THE PROBLEM. Reproduce word for word the lines from the very first one through the line that contains "[(758, 725), (73, 723), (763, 725), (463, 700)]", with both of those lines included. Omit the pictures from your copy.

EXTRACTED MATERIAL.
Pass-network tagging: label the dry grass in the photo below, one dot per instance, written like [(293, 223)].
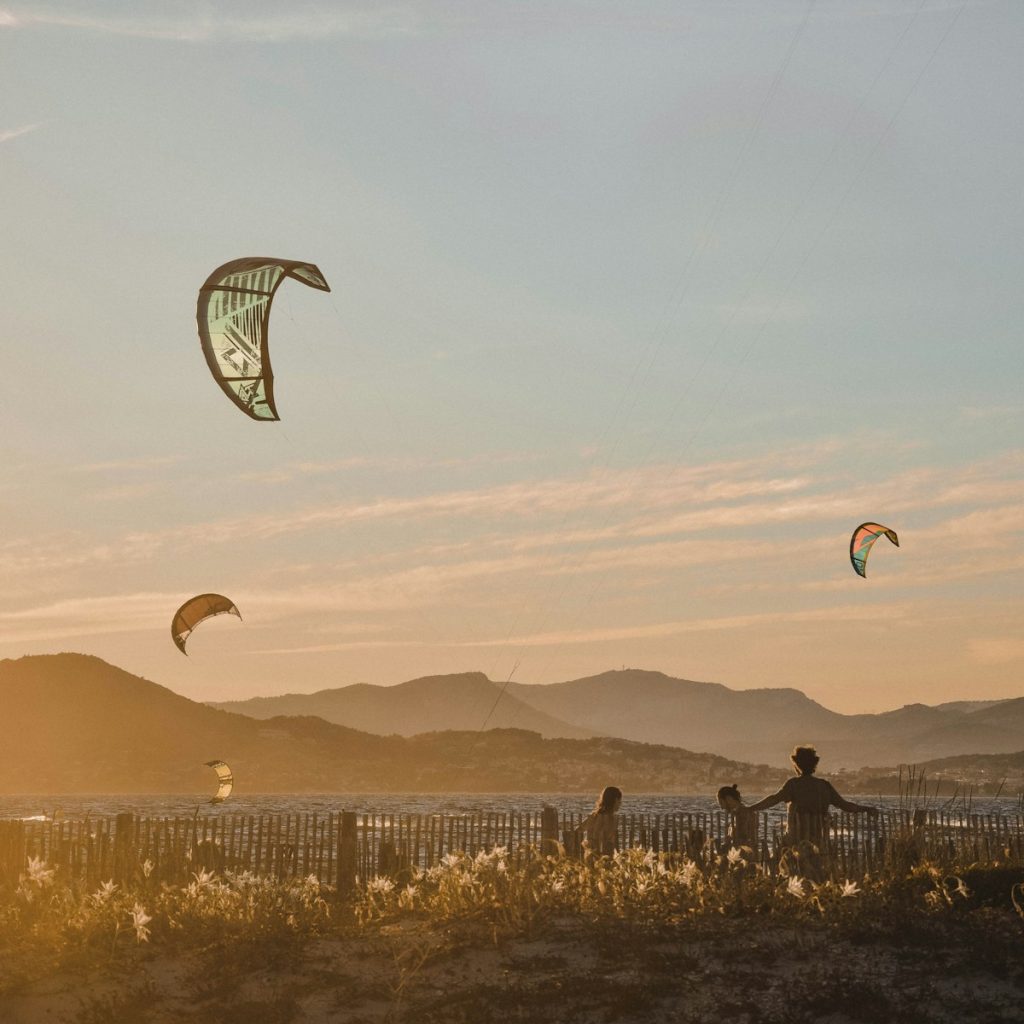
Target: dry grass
[(638, 937)]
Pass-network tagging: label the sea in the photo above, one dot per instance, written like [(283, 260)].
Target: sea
[(41, 808)]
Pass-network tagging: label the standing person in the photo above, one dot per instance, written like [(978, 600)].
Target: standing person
[(744, 826), (598, 828), (809, 800)]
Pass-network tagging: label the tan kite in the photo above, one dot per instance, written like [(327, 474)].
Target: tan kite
[(225, 780), (233, 316), (196, 610)]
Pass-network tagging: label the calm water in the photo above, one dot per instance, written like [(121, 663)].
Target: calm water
[(107, 805)]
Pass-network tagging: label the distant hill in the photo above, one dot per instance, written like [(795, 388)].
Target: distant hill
[(75, 724), (758, 725), (763, 725), (430, 704)]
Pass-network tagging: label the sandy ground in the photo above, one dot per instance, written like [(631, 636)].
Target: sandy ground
[(708, 971)]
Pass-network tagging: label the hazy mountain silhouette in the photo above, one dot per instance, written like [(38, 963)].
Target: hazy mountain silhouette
[(758, 725), (73, 723), (763, 725), (463, 700)]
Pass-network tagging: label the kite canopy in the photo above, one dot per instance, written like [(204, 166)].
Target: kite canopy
[(196, 610), (233, 313), (860, 544), (224, 778)]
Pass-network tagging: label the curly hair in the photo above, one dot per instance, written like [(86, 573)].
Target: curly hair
[(609, 800), (806, 759)]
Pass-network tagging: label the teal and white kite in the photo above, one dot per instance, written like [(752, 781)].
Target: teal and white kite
[(233, 314)]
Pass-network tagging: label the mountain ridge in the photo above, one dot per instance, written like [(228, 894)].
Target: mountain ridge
[(759, 725)]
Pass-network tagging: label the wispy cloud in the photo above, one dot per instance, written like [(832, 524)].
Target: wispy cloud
[(857, 613), (129, 465), (187, 23), (6, 136), (996, 650)]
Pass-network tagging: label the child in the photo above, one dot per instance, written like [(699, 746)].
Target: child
[(598, 827), (744, 826)]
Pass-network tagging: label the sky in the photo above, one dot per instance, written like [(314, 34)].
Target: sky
[(636, 312)]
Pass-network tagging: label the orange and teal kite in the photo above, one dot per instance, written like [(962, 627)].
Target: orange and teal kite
[(860, 544)]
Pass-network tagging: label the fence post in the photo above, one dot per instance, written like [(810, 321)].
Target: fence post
[(346, 854), (123, 832), (549, 829), (12, 850)]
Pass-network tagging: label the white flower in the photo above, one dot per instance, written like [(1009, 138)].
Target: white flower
[(104, 892), (139, 920), (39, 872)]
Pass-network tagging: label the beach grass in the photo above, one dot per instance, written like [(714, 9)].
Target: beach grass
[(639, 936)]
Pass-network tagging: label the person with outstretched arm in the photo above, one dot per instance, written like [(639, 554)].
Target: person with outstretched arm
[(809, 800)]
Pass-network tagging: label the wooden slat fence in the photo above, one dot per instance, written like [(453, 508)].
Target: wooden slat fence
[(345, 849)]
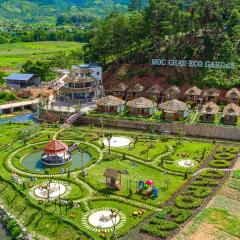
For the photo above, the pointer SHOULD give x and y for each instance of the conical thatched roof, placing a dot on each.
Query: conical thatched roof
(141, 103)
(212, 92)
(136, 88)
(110, 101)
(173, 105)
(210, 108)
(231, 109)
(155, 89)
(233, 92)
(121, 87)
(194, 91)
(172, 90)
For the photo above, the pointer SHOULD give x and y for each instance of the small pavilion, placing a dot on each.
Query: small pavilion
(135, 91)
(209, 112)
(155, 91)
(56, 153)
(211, 95)
(117, 91)
(172, 93)
(174, 110)
(233, 96)
(113, 178)
(110, 104)
(142, 107)
(231, 112)
(193, 94)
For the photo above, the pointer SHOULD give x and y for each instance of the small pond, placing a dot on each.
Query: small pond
(33, 162)
(19, 119)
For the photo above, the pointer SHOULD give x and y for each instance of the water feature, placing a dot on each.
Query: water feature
(3, 233)
(33, 162)
(19, 118)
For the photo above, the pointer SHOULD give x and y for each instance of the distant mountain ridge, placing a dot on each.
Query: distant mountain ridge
(46, 11)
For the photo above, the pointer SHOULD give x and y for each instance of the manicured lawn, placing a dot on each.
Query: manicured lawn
(167, 184)
(13, 55)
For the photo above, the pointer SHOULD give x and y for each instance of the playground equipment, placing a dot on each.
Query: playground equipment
(148, 188)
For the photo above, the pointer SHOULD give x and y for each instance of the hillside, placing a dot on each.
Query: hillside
(46, 11)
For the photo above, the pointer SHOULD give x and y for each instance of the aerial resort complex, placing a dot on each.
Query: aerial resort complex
(120, 120)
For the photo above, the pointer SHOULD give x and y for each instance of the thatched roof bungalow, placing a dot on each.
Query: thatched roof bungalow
(142, 107)
(172, 93)
(209, 112)
(118, 90)
(135, 91)
(231, 112)
(110, 104)
(211, 95)
(233, 96)
(193, 94)
(174, 110)
(154, 91)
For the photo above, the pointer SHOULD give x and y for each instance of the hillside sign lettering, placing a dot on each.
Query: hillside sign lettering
(193, 63)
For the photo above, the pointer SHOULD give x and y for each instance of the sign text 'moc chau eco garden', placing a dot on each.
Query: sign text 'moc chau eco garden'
(193, 63)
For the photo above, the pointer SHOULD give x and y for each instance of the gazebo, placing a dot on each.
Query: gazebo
(113, 178)
(155, 91)
(233, 96)
(193, 94)
(110, 104)
(56, 153)
(174, 110)
(172, 93)
(211, 95)
(142, 107)
(231, 112)
(209, 112)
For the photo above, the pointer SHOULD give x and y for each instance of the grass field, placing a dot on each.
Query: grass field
(13, 55)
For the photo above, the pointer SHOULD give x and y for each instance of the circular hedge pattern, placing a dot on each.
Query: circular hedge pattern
(220, 164)
(200, 192)
(187, 202)
(212, 173)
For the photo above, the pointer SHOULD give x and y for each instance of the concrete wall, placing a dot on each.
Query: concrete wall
(208, 131)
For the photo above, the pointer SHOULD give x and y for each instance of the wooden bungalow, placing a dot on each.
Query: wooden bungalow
(171, 93)
(135, 91)
(209, 112)
(174, 110)
(231, 112)
(193, 94)
(155, 91)
(110, 104)
(113, 178)
(142, 107)
(233, 96)
(118, 90)
(211, 95)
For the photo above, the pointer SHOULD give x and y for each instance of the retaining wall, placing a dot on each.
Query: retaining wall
(198, 130)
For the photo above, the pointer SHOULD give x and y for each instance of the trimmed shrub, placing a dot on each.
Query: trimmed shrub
(200, 192)
(212, 173)
(219, 164)
(152, 230)
(202, 181)
(164, 225)
(187, 202)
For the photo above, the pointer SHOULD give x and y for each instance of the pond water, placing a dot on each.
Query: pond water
(33, 162)
(19, 119)
(3, 233)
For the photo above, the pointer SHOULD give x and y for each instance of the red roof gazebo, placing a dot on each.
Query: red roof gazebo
(55, 147)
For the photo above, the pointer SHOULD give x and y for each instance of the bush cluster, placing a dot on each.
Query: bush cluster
(187, 202)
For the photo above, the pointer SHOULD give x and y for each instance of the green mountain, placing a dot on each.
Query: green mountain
(47, 11)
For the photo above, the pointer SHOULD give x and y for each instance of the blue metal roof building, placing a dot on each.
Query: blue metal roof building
(23, 80)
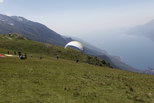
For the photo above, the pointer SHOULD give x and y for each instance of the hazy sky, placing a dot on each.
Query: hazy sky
(78, 17)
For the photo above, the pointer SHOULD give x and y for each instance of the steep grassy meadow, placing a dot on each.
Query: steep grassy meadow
(64, 81)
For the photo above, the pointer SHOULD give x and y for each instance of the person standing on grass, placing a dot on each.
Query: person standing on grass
(57, 57)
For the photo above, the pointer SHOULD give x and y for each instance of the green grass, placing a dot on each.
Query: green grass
(64, 81)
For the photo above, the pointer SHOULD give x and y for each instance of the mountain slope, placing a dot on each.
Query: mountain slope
(38, 32)
(32, 30)
(49, 80)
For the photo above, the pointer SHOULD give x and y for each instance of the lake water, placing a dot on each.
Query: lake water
(133, 50)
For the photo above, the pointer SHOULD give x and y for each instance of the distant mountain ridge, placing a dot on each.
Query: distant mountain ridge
(30, 29)
(39, 32)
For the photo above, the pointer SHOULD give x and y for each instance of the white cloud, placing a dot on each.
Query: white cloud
(1, 1)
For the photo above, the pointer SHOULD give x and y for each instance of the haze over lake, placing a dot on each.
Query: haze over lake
(137, 51)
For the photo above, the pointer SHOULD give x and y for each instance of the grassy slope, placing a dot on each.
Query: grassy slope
(64, 81)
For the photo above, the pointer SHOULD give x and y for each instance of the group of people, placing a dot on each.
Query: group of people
(23, 56)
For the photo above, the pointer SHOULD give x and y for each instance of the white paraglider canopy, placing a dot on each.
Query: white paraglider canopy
(75, 44)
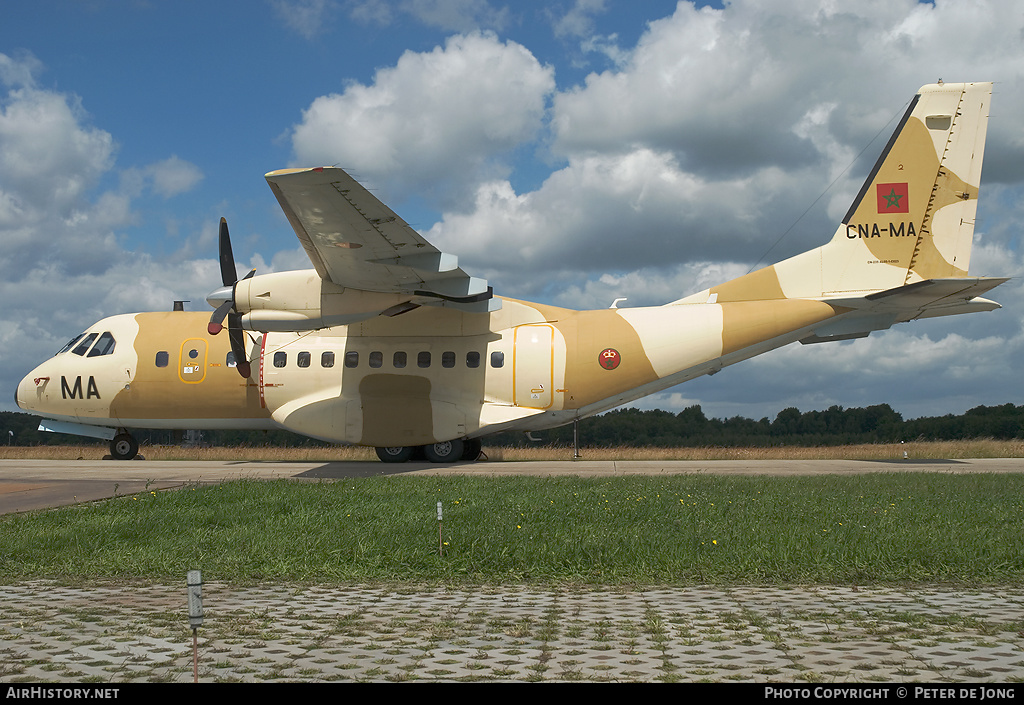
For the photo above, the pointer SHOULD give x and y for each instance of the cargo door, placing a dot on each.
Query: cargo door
(532, 369)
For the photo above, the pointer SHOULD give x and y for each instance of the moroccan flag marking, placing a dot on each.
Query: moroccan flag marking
(893, 198)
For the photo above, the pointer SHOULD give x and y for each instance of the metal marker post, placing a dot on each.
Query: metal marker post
(440, 550)
(195, 581)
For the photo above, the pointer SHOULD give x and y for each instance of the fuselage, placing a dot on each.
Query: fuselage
(428, 375)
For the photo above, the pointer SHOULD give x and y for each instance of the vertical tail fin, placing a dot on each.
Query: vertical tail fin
(912, 219)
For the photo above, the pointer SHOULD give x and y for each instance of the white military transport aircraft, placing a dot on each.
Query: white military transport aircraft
(387, 342)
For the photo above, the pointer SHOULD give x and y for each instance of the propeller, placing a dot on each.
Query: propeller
(223, 302)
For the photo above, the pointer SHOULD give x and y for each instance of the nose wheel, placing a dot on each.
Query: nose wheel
(124, 447)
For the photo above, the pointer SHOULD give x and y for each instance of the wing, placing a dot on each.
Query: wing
(355, 241)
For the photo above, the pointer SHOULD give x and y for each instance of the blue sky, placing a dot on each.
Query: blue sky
(569, 152)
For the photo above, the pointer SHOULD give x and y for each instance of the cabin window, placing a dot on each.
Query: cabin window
(103, 346)
(85, 344)
(70, 343)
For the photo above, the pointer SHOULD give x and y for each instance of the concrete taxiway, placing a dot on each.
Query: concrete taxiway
(28, 485)
(816, 635)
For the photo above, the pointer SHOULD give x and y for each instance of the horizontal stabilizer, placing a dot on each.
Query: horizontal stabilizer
(880, 310)
(921, 296)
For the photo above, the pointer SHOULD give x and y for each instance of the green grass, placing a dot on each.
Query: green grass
(639, 530)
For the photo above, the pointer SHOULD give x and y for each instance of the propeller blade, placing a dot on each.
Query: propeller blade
(227, 275)
(217, 320)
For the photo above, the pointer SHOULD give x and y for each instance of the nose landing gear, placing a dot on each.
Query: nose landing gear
(124, 447)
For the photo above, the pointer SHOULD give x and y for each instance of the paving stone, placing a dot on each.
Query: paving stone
(273, 633)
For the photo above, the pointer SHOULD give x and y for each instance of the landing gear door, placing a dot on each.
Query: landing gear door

REPLY.
Pass-network tagging: label the dry grass in the photo below, one dot per instance, written like [(293, 223)].
Target: dry grass
[(638, 937)]
Pass-network tagging: label the sea in the photo above, one dot per instance, written like [(283, 260)].
Target: sea
[(41, 808)]
Pass-network tagging: label the standing person in the photo above, one dot per instance, written like [(978, 600)].
Target: standing person
[(744, 826), (598, 828), (809, 800)]
Pass-network tagging: label the tan kite in the photo above, one dot per instance, written like [(327, 474)].
Target: tan kite
[(225, 780), (233, 316), (196, 610)]
Pass-network tagging: label the calm water in the photo above, one dot per instance, written like [(121, 663)].
Target: calm water
[(107, 805)]
Pass-network tagging: label the distant hill in the photo above, one dot per instance, written like [(795, 388)].
Target: distant hill
[(75, 724), (758, 725), (763, 725), (430, 704)]
Pass-network tagging: label the sandy ground in the photo above, one dot per instance, written like [(631, 636)].
Target: sandy ground
[(708, 971)]
Pass-network tagging: label the hazy mountain silhouette in the photo above, one dot per instance, written like [(38, 963)].
Target: hazy mountain silhouette
[(758, 725), (73, 723), (763, 725), (463, 700)]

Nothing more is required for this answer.